◆ Problem details: Starting with the line that contains "Q: Indicate one point per instance of the distant", copy out each line through the end of the entries below, exactly as written, and nothing else.
━━━
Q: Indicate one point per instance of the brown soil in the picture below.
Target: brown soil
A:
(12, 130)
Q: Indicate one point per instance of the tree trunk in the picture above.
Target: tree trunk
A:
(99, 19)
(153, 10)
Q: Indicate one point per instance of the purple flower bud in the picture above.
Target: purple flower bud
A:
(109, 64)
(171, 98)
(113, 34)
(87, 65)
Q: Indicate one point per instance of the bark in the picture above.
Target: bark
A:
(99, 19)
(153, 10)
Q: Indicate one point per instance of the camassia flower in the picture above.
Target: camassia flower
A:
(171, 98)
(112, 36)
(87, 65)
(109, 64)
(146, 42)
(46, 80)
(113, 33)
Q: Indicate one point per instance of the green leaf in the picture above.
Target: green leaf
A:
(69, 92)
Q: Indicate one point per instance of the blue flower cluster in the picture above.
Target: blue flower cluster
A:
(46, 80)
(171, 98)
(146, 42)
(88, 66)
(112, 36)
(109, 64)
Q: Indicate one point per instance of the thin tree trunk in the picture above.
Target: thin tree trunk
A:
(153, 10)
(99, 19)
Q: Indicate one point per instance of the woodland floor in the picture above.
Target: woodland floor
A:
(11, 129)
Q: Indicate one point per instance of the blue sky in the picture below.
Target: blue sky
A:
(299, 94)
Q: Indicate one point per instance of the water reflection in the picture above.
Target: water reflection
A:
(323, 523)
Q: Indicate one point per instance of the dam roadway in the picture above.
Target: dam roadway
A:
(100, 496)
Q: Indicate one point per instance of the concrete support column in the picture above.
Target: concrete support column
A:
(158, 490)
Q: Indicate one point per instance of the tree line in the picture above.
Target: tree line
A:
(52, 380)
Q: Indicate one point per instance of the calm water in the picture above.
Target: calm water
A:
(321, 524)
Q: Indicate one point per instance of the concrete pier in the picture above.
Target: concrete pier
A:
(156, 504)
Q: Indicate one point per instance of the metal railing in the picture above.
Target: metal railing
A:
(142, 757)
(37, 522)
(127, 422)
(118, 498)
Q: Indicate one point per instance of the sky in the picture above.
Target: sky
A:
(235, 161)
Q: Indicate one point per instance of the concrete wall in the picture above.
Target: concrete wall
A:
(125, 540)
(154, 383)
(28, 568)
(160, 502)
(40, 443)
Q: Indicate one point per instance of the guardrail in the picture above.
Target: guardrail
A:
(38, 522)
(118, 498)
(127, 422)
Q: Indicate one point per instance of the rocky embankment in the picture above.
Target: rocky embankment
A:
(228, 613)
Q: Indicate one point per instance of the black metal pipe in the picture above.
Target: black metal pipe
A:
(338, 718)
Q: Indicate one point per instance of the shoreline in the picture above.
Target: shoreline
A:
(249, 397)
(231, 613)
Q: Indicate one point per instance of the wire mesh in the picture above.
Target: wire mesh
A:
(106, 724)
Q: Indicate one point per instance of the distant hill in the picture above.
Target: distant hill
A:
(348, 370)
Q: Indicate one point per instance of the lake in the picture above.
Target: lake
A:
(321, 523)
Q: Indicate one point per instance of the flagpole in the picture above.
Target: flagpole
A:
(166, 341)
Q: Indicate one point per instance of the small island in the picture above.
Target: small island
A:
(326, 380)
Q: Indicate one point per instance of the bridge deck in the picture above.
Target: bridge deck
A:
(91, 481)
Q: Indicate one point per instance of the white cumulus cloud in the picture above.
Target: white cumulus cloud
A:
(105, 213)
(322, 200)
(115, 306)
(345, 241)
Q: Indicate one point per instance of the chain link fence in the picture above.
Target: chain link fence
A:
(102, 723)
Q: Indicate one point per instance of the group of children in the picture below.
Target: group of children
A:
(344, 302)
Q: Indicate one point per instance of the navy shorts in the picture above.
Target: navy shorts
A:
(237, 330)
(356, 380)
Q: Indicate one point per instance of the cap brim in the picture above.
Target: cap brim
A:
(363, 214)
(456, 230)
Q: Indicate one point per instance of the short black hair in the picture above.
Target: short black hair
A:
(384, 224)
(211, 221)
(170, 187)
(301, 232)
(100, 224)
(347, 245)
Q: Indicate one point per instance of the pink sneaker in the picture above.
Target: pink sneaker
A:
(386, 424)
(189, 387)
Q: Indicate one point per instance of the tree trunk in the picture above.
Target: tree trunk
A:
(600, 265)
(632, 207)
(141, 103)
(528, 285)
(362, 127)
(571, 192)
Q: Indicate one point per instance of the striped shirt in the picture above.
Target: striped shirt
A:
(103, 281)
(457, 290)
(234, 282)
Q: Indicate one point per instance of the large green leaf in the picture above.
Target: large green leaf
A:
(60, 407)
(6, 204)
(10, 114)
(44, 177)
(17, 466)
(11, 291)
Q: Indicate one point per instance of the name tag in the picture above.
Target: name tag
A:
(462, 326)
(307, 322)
━━━
◆ Solution for this task:
Q: Indicate one point per instance of the distant hill in the picture above.
Target: distant hill
A:
(348, 370)
Q: Indicate one point per instance of the lake in the picture above.
Target: lake
A:
(321, 523)
Q: Indicate one point per instance of the flagpole in the picture above.
Target: flagpole
A:
(166, 341)
Q: Indicate one point per instance of the small island in the picture above.
Target: small island
A:
(326, 380)
Q: Indicate one point per instance of the bridge deck in the picture above.
Target: bridge deck
A:
(91, 481)
Q: Indicate one point per instance of the white cumulus cloud in the picture above.
Target: white cumulus cloud
A:
(105, 213)
(322, 200)
(115, 306)
(345, 241)
Q: Indicate one point per instance of the chain link fence in the picture above.
Target: chain link fence
A:
(102, 723)
Q: Indicate one point per instance of the group of children in the picture below.
Target: group of children
A:
(344, 302)
Q: Indicate one point per instance of the navy shorts in the picture above.
Target: navy shorts
A:
(237, 330)
(356, 380)
Q: Indicate one point per instance of the cap brim in the picture above.
Target: cap brim
A:
(363, 214)
(456, 230)
Q: Indicate one point per instance of the short black hair in the picture above.
Target: short black hair
A:
(384, 224)
(211, 221)
(170, 187)
(301, 232)
(100, 224)
(347, 245)
Q: Indicate one point per instance of the pink sneaker in the picture above.
Target: pink sneaker
A:
(386, 424)
(189, 387)
Q: Indicate one point per instance of the tree trunk in the picture above.
Target: tree trunk
A:
(600, 265)
(632, 207)
(141, 103)
(528, 285)
(362, 127)
(571, 192)
Q: Indicate one point per instance of the striped shirt in the picture above.
Target: striped shirt
A:
(103, 281)
(457, 290)
(234, 282)
Q: Indicate one point per instance of the large green leaf in the picture above.
Target: large green leaf
A:
(60, 407)
(6, 204)
(10, 114)
(44, 177)
(17, 466)
(11, 291)
Q: Indicate one point per instance of the name tag in the picture above.
Target: name tag
A:
(462, 326)
(307, 322)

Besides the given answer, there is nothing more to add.